Please continue the announcement of Bruce Buchan's seminar on bodies, surfaces and the grotesque border, starting after its last sentence.
Start of Study text
We are pleased to announce that Associate Professor Bruce Buchan (Griffith University) will present his ongoing work ‘Bodies, Surfaces and Crossings in the Grotesque Border’ at our next seminar.
The seminar will be held on Thursday, the 9th September at 5 pm (AEST) via zoom.
If you wish to attend please register here.
Abstract:
“We live, I regret to say, in an age of surfaces.”
Lady Bracknell in Act III of The Importance of Being Earnest by Oscar Wilde, (London, 1899, p. 132).
If, as Lady Bracknell laments, we live in an age of surfaces, where lies the border? In this paper, I aim at no more than a sketch for a possible history that asks us to consider bodies and their surfaces as preconditions for a border in which crossings are made perpetual. Not so long ago in Europe’s past, it was thought that the sovereign’s body was grotesque, partaking of both finite physicality and potentially infinite extension. The sovereign’s body was not individual but collective: a body politic constituted from the flesh and blood of living subjects. The sovereign’s body politic was thereby coextensive with the territorial borders of the state, but also intimately connected with the transcendent and immortal properties of the divine. Once the physical individuation of bodies sealed them off from this perpetual extension, the border became visible on their surfaces. Surface was the point at which inside meets outside, and crossings between could only be made through or across it. Surfaced bodies were, as Michel de Certeau described them, “borderliners” whose “visible stigma” of difference was highlighted precisely at the point of border crossing. In our own day however, this idea of border crossing has the whiff of anachronism. While our own bodies have been sealed off from aspirations to infinite extension, it is our borders that have become grotesque. We live in the ‘Border Continuum’. The Border Continuum extends everywhere. No longer just a line on a map, or a geographical boundary separating sovereign jurisdictions, or even a point of crossing at which ingress and egress is policed, the Border Continuum extends infinitely across space within and without the border. By activating a permanent pre-emption, the Border Continuum is thrown forward in time making a point of single crossing at the border a physical and temporal impossibility. In the Border Continuum, each and every subject is already pre-fixed in the border. The Border Continuum has become the inescapable ground for an ontology of perpetual crossing. In the Border Continuum we are policed for the “visible stigma” of differences written upon our surfaces, dividing us from the grotesque potentialities now reserved only for borders, not for bodies.
End of Study text
Start of Excerpted records
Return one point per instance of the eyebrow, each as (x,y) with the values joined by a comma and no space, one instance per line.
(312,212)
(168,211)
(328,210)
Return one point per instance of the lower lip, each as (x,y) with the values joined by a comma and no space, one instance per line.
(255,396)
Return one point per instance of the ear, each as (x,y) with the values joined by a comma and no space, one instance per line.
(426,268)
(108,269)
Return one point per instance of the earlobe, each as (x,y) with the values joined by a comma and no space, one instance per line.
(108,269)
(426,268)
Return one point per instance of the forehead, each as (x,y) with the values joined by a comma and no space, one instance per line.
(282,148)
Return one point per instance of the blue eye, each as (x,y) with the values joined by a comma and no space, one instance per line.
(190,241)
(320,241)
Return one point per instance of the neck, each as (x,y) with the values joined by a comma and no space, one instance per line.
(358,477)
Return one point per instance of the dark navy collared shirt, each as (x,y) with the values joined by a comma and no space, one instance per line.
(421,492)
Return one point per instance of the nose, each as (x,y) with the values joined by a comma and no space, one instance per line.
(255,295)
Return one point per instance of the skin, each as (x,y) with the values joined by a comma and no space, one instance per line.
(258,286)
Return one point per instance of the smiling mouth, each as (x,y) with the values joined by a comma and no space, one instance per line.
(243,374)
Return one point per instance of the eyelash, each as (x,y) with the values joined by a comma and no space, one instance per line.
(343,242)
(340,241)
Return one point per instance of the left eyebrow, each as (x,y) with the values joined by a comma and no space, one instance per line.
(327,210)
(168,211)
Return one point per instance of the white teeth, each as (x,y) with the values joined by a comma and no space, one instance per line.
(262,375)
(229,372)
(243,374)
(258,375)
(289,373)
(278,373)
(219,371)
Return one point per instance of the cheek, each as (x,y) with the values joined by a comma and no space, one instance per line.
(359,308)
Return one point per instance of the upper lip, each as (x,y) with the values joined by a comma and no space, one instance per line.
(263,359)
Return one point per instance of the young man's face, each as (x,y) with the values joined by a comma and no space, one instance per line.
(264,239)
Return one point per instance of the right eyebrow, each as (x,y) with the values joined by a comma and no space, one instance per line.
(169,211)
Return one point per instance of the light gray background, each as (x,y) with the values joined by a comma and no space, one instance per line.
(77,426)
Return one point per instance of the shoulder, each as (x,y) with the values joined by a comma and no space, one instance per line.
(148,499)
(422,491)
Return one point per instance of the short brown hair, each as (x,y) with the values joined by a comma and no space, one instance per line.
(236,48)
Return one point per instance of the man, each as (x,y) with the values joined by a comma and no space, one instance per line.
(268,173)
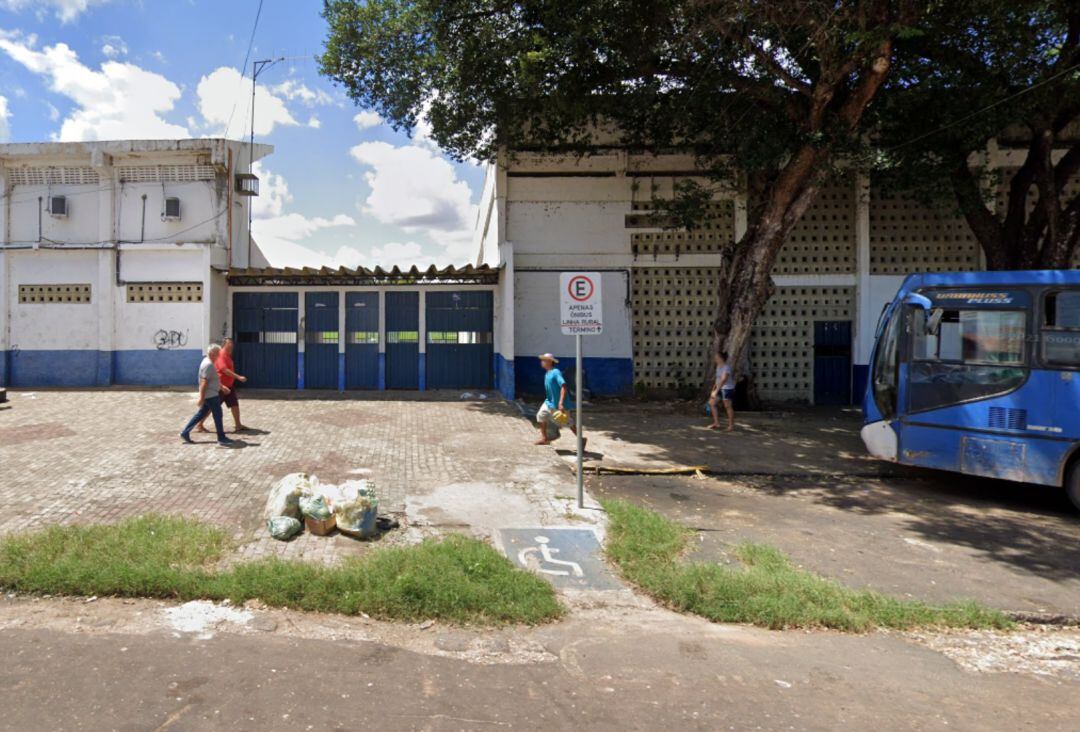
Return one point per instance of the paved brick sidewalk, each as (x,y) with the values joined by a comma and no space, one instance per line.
(98,456)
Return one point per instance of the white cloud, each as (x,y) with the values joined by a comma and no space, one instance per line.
(279,233)
(4,120)
(119,100)
(293,90)
(113,46)
(273,193)
(367,120)
(65,10)
(224,94)
(414,188)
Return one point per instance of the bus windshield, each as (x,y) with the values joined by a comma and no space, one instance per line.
(963,350)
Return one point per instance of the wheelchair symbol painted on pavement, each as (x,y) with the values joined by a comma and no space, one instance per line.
(527,557)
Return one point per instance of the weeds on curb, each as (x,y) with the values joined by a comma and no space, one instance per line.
(456,579)
(767,590)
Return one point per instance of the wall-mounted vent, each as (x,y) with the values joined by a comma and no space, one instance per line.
(165,173)
(61,175)
(164,292)
(53,294)
(1004,418)
(247,184)
(172,212)
(57,206)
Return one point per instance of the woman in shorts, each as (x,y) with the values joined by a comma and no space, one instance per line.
(724,390)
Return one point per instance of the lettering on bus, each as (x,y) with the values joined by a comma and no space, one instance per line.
(977,298)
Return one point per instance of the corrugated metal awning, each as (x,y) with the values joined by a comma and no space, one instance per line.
(309,276)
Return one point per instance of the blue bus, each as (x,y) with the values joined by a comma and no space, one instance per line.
(979,373)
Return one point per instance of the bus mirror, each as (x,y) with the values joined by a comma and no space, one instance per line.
(934,321)
(918,300)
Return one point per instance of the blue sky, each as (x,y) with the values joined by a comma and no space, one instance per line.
(340,188)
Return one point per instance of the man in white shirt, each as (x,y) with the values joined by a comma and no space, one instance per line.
(211,392)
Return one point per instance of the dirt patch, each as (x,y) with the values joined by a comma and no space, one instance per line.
(1036,650)
(34,433)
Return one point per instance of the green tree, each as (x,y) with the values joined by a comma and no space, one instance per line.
(771,94)
(988,73)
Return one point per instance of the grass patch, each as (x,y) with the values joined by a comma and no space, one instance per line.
(768,590)
(456,579)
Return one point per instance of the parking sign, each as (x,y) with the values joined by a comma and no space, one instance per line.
(580,311)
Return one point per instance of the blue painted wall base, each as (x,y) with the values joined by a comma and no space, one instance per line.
(504,376)
(99,368)
(604,377)
(157,368)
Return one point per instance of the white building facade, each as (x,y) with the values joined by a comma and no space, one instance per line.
(115,256)
(542,214)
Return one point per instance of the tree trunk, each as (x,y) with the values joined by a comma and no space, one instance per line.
(745,278)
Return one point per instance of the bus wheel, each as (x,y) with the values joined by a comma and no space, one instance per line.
(1072,484)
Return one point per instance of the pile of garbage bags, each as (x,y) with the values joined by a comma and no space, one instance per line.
(299,500)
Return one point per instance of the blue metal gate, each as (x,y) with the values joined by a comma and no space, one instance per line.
(321,340)
(403,340)
(459,340)
(832,362)
(265,325)
(362,340)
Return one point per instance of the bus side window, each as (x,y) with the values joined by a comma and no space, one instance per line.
(974,354)
(1061,328)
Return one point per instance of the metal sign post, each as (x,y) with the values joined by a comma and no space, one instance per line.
(580,314)
(581,441)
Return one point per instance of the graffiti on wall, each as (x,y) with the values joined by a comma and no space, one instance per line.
(170,340)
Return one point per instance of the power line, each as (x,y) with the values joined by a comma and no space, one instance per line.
(247,55)
(987,108)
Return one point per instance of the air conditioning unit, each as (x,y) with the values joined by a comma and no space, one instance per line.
(57,206)
(172,212)
(247,184)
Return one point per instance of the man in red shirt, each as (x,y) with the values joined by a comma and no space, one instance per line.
(229,378)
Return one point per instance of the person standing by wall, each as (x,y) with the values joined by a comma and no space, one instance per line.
(210,398)
(724,390)
(229,378)
(556,400)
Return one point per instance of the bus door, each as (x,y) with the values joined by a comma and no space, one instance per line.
(966,363)
(1060,376)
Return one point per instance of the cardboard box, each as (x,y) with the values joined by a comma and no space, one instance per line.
(320,528)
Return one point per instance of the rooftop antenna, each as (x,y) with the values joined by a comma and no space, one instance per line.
(257,67)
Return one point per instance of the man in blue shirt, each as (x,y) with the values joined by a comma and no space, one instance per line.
(556,398)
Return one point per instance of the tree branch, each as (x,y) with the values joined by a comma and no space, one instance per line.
(984,225)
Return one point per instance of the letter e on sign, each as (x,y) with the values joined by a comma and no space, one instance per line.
(580,311)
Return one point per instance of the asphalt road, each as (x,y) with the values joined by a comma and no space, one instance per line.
(605,669)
End of Excerpted records
• **Task response**
Bruce is an intellectual historian whose work traces the entanglement of European political thought with the experience of empire and colonisation, focussing on the Early Modern and Enlightenment periods. His books include the monographs: The Empire of Political Thought: Indigenous Australians and the Language of Colonial Government (2008), and (with Lisa Hill) An Intellectual History of Political Corruption (2014), as well as co-edited collections: Sound, Space and Civility in the British World 1700-1850 (2019), and Piracy in Global History (2021). Bruce’s research has been supported by Discovery grants and a Future Fellowship from the Australian Research Council, and a project grant from the Riksbankens Jubileumsfond (Swedish Foundation for the Humanities and Social Sciences). His current research (with Linda Andersson Burnett) is funded by a 4-year Vetenskapsrådet (Swedish Research Council) grant on the conceptual prehistory of race in the teaching of medicine and moral philosophy, and in colonial travel during the Scottish Enlightenment. His next book (with Linda) is contracted to Yale University Press and is entitled, Racing Humanity: Education, Empire and Ethnography in Scotland’s Global Enlightenment, c. 1770-1820.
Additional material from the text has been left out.